__What this task involves__: Render the rows below as a numbered list, starting with the first line and going up to and including the line with "(326, 1059)". Skip blank lines, and leave the pictures out.

__Exercise material__:

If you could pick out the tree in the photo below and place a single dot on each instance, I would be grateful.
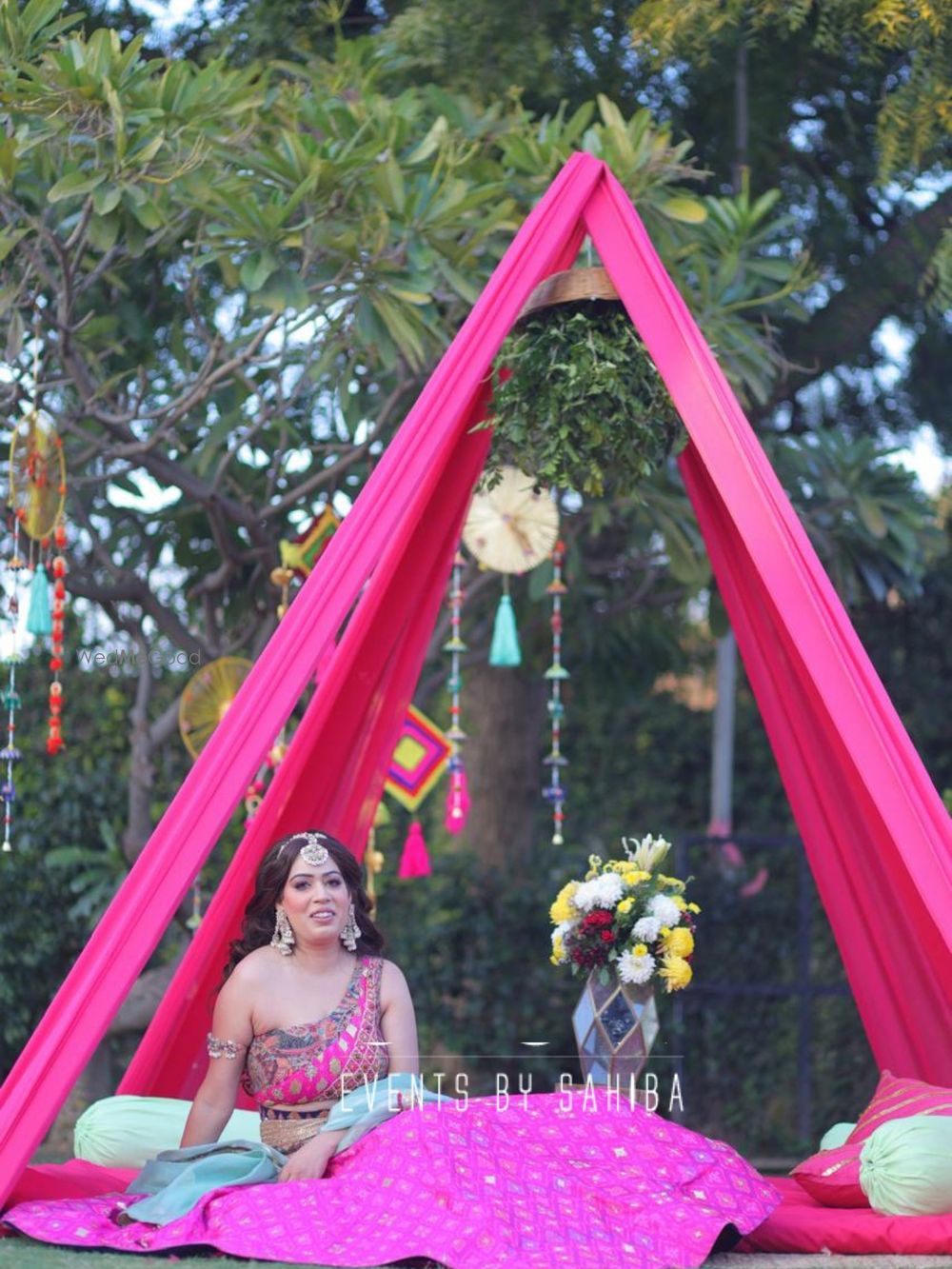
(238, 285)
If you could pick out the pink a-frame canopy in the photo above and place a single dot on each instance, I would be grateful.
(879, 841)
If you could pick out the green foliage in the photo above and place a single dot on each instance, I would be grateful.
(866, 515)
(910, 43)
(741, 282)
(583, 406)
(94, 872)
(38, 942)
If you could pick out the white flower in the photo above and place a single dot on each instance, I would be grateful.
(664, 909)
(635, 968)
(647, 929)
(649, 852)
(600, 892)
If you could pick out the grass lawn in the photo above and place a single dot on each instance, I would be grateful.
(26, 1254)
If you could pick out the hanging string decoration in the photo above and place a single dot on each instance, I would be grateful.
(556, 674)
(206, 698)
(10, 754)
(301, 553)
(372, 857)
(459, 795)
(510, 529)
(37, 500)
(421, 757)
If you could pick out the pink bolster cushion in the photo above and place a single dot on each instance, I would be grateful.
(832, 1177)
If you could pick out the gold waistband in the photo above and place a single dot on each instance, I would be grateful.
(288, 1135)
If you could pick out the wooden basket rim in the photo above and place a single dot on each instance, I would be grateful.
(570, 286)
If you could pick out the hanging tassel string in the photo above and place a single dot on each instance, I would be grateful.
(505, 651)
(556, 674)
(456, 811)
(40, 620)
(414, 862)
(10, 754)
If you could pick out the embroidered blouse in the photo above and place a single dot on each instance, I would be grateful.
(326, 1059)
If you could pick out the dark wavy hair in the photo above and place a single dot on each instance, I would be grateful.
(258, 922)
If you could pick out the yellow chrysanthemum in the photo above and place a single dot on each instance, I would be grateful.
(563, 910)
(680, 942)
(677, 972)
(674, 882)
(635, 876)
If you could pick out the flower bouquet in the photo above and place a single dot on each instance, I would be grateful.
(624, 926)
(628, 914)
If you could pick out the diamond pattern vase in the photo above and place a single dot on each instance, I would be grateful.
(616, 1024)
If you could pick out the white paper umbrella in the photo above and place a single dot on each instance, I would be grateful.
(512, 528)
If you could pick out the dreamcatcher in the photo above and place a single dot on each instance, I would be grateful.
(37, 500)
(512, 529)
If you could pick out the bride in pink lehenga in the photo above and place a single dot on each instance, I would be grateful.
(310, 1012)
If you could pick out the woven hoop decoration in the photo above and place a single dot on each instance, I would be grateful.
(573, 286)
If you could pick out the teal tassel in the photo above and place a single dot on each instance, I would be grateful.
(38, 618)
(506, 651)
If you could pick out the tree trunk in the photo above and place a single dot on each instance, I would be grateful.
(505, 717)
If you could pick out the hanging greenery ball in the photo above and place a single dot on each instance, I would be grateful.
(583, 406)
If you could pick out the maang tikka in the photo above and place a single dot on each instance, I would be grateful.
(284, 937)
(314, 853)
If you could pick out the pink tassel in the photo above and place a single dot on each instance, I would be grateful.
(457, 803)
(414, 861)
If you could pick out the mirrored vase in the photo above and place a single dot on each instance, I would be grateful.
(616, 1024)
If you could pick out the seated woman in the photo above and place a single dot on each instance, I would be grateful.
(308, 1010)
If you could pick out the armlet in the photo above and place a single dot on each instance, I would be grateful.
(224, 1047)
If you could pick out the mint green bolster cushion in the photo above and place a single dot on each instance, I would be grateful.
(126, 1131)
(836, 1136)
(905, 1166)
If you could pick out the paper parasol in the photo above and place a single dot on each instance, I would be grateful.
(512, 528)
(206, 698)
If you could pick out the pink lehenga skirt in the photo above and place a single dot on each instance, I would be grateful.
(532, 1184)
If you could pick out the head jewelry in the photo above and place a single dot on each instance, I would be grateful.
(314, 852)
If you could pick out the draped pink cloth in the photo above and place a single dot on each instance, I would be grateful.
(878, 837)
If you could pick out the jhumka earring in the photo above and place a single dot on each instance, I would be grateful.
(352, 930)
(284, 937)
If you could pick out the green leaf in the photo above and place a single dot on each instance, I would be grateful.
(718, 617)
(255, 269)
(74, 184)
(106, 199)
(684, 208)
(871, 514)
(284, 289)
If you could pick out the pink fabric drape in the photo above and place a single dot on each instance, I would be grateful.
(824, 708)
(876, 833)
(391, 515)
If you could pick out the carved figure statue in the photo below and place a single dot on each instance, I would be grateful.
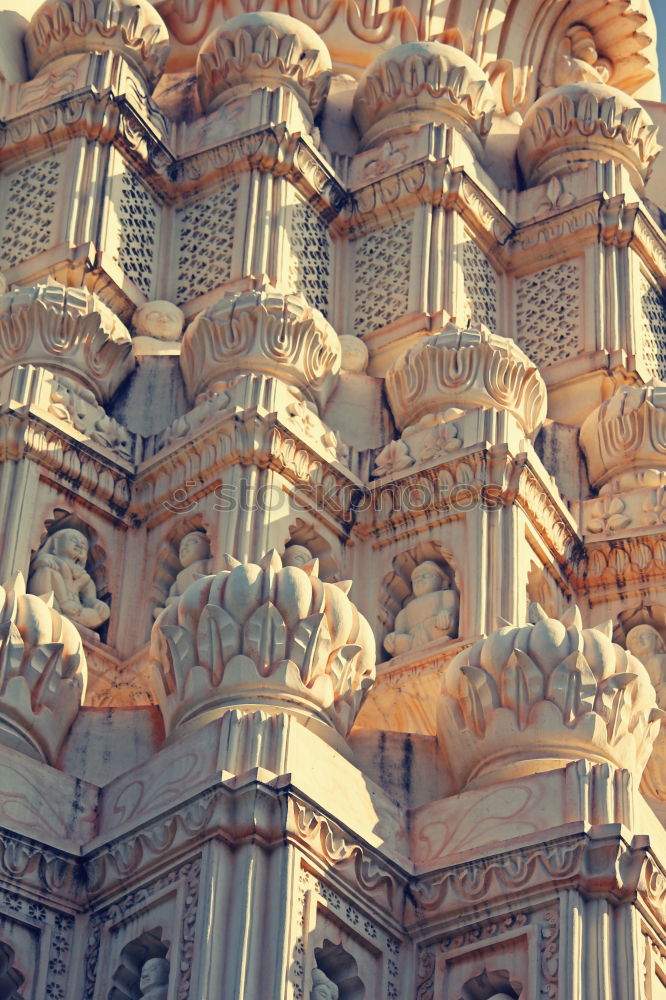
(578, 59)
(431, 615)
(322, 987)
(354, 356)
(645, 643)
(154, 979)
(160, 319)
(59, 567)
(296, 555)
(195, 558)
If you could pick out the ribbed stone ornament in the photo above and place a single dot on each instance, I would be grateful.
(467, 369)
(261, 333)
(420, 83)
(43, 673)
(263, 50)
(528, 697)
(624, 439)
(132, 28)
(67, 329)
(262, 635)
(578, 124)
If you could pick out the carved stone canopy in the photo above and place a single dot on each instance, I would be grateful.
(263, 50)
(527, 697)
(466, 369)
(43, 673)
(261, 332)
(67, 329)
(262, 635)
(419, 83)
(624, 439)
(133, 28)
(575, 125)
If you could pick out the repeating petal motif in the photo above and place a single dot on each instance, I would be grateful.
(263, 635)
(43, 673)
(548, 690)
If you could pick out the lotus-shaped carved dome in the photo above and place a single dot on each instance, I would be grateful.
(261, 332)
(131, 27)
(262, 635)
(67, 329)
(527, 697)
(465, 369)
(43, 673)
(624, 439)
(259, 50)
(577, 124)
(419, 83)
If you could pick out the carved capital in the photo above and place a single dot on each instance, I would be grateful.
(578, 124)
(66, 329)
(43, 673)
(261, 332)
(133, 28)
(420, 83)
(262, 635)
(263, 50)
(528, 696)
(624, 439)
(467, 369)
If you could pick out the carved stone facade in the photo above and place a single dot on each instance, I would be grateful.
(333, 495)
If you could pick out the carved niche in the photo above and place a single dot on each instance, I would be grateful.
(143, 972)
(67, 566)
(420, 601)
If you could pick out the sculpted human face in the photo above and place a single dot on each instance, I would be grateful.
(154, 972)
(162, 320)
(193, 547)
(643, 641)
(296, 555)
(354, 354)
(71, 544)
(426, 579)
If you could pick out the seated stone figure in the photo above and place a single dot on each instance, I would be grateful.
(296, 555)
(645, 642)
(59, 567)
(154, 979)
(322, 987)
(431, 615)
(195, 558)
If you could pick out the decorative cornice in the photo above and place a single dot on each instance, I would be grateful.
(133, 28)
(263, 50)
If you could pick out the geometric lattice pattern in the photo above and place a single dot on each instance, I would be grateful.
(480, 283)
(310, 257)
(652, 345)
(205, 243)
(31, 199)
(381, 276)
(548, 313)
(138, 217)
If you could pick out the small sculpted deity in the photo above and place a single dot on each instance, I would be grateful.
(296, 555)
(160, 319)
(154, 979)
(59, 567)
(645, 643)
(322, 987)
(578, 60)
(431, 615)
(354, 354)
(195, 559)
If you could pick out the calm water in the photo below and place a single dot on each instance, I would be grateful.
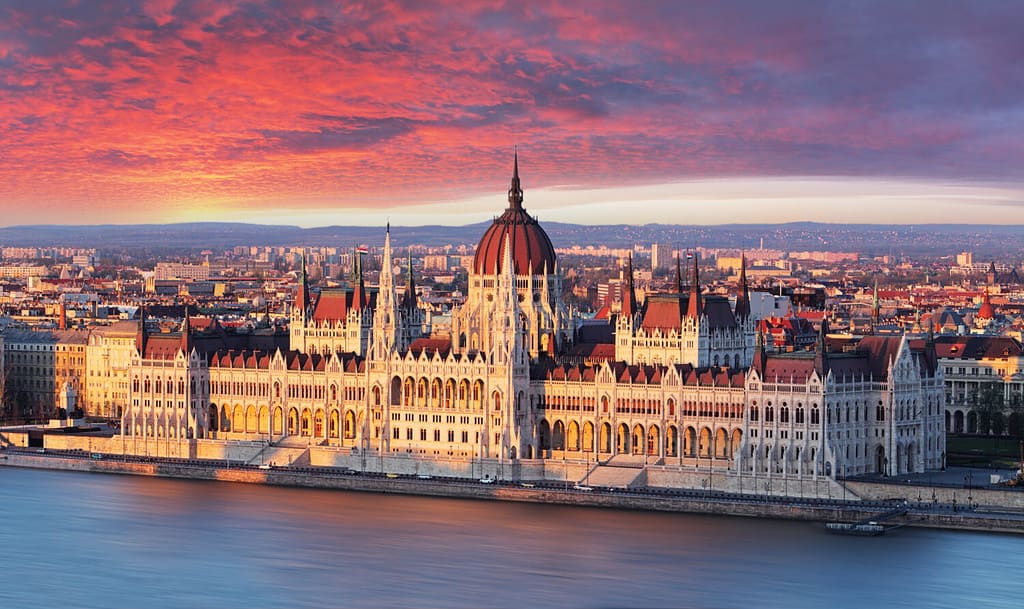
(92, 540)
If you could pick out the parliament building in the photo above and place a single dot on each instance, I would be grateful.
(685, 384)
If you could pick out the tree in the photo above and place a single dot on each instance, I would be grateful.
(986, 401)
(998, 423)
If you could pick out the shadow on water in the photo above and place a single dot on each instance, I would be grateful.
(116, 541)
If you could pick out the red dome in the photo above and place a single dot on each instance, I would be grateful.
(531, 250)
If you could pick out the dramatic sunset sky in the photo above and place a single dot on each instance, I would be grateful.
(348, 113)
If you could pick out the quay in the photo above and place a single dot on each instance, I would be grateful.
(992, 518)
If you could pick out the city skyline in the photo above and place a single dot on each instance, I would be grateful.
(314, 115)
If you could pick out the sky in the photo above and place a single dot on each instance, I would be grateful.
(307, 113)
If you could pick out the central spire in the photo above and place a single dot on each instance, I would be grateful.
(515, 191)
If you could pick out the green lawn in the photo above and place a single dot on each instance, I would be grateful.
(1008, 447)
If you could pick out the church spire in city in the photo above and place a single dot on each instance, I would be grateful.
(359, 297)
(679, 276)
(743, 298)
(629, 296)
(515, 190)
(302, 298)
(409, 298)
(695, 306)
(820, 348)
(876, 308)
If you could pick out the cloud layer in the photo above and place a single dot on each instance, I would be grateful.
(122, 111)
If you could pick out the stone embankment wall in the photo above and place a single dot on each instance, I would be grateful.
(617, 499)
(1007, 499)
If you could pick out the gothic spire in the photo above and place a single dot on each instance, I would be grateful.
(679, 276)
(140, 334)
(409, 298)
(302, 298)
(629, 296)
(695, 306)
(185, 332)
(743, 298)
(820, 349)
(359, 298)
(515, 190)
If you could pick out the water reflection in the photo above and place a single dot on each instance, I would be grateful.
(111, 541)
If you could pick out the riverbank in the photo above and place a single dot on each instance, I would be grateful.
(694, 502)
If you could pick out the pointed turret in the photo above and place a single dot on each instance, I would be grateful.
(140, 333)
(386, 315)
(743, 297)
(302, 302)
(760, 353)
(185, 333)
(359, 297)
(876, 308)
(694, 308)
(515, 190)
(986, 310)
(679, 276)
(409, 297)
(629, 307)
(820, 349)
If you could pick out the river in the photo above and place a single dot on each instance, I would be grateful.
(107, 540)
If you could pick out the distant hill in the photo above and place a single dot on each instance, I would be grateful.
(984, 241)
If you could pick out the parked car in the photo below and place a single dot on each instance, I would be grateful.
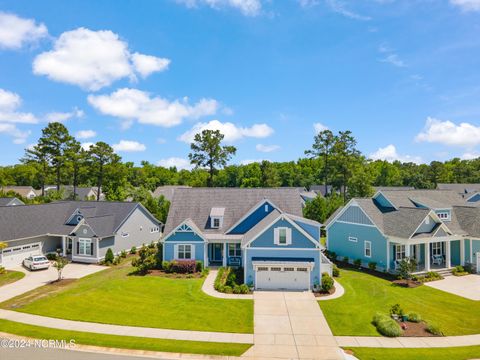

__Output below__:
1. If you could pick out the tree in the photo below and place a single dot on each instance, I would be grateful.
2. (238, 285)
3. If you could pick out the pink a-frame canopy in the photo above and place a single dot on each instance, I would be grateful.
4. (879, 841)
5. If you could pick out the green foliage in the photo above and place a single dot on each instance, I would be grateful.
6. (866, 515)
7. (910, 43)
8. (741, 282)
9. (583, 406)
10. (94, 872)
11. (38, 942)
12. If you could pick out the white flower in the photo above and place a single dot on each instance, I would be grateful.
13. (664, 909)
14. (635, 968)
15. (647, 929)
16. (649, 852)
17. (600, 892)
18. If you could pick out the grass lawn in the photo above and place a single dot on each instance, I would be grateful.
19. (26, 1254)
20. If you could pick out the hanging string decoration in the photo above and place a single dot on each instance, I would be grateful.
21. (556, 674)
22. (206, 698)
23. (10, 754)
24. (301, 553)
25. (372, 857)
26. (459, 795)
27. (510, 529)
28. (37, 500)
29. (421, 757)
30. If you could pick out the pink bolster cushion in the photo above and place a single dot on each instance, I would be grateful.
31. (832, 1177)
32. If you could pick out the gold waistband in the photo above and place a single dot on each instance, I would be grateful.
33. (288, 1135)
34. If you could pick out the wooden basket rim in the photo above and place a single dot on each instance, I would be grateful.
35. (570, 286)
36. If you could pick out the hanging tassel string in the photo above and place a single dot on each instance, I would be grateful.
37. (505, 651)
38. (556, 674)
39. (456, 811)
40. (40, 620)
41. (414, 862)
42. (10, 754)
43. If you could pick out the embroidered blouse in the photo above and place a single dot on each instance, I would be grateful.
44. (326, 1059)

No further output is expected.